◆ **Prompt**
Among the records below, find the lines that contain "instance" and copy each of them.

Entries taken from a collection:
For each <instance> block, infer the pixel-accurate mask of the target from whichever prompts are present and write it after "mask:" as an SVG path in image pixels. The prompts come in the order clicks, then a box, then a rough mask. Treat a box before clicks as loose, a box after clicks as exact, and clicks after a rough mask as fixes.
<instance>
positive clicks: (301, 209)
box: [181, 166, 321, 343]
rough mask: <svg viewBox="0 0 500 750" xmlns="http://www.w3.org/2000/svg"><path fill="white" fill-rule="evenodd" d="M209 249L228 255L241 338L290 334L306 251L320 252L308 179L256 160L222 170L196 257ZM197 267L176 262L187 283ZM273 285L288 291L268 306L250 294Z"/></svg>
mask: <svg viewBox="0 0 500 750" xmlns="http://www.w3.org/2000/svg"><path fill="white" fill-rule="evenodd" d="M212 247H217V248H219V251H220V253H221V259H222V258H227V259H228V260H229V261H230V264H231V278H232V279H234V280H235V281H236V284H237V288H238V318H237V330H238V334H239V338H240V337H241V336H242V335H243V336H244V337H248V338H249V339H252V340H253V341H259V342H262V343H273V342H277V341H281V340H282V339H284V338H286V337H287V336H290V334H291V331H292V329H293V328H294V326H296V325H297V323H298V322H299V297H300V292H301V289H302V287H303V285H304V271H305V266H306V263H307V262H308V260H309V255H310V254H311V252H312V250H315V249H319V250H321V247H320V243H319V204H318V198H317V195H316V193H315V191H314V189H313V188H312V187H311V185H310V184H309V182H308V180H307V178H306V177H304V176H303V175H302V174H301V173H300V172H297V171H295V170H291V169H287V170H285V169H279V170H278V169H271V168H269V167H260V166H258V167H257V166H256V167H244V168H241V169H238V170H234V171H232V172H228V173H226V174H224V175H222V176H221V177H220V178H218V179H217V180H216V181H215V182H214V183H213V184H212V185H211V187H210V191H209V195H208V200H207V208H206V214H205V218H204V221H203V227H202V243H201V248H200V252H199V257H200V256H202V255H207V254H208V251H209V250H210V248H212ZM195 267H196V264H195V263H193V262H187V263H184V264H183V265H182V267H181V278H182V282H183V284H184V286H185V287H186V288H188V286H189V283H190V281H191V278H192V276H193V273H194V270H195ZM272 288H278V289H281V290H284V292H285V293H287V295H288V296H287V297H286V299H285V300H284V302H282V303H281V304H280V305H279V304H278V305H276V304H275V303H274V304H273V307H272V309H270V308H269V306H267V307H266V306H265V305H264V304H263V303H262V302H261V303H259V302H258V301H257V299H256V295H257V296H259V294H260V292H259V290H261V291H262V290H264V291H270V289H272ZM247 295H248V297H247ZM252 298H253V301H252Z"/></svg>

◆ **Answer to this task**
For each <instance> block, infer the pixel-accurate mask of the target from whichever prompts are present and write it after "mask:" as an SVG path in image pixels. The prompts come in the order clicks, then a box, then a rough mask. Treat a box before clicks as loose, a box after clicks as exact, and clicks after a rough mask as fixes.
<instance>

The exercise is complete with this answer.